### Task statement
In the festival article, copy everything from "Mini dramas pique, entertain" down to "at 7:30 p.m.", changing "fifth" to "sixth".

### Reading text
Nov
05
2024
The Yellow Springs Theater Company presents the Yellow Springs Ten Minute Play Festival on Friday and Saturday, Jan. 30–31, 7:30 p.m. at the First Presbyterian Church. Admission is $10 at the door. Here, from left, Sommer McGuire, Krissy Hartman and Ron Weber rehearse Jerry Holt’s play, “Bagged.” (Photo by Lauren Heaton)

The Yellow Springs Theater Company presents the Yellow Springs Ten Minute Play Festival on Friday and Saturday, Jan. 30–31, 7:30 p.m. at the First Presbyterian Church. Admission is $10 at the door. Here, from left, Sommer McGuire, Krissy Hartman and Ron Weber rehearse Jerry Holt’s play, “Bagged.” (Photo by Lauren Heaton)

Mini dramas pique, entertain

For the fifth consecutive year, the Ten Minute Play Festival that revived community theater in Yellow Springs is back. The Yellow Springs Theater Company is producing a range of comedies, dramas and experimental pieces about sharp-toothed animals, the talking dead, burglars with a conscience and growing old in a small town, with all local or locally associated playwrights, directors, actors and producers. The event, featuring six plays, will start the second half of the YSTC’s season that opened last fall with “D’Arc Comedy” and “Killers” and will finish this spring with “Godspell” and “Inherit the Wind.”

This year’s Ten Minute Festival will be performed at the Presbyterian Church, the troupe’s original home, on Friday and Saturday, Jan. 30 and 31, at 7:30 p.m.

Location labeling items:

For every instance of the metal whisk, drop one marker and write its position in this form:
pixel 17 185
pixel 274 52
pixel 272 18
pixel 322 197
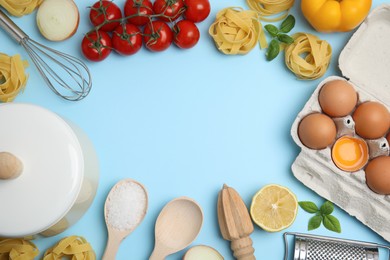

### Complete answer
Mini dramas pique, entertain

For the sixth consecutive year, the Ten Minute Play Festival that revived community theater in Yellow Springs is back. The Yellow Springs Theater Company is producing a range of comedies, dramas and experimental pieces about sharp-toothed animals, the talking dead, burglars with a conscience and growing old in a small town, with all local or locally associated playwrights, directors, actors and producers. The event, featuring six plays, will start the second half of the YSTC’s season that opened last fall with “D’Arc Comedy” and “Killers” and will finish this spring with “Godspell” and “Inherit the Wind.”

This year’s Ten Minute Festival will be performed at the Presbyterian Church, the troupe’s original home, on Friday and Saturday, Jan. 30 and 31, at 7:30 p.m.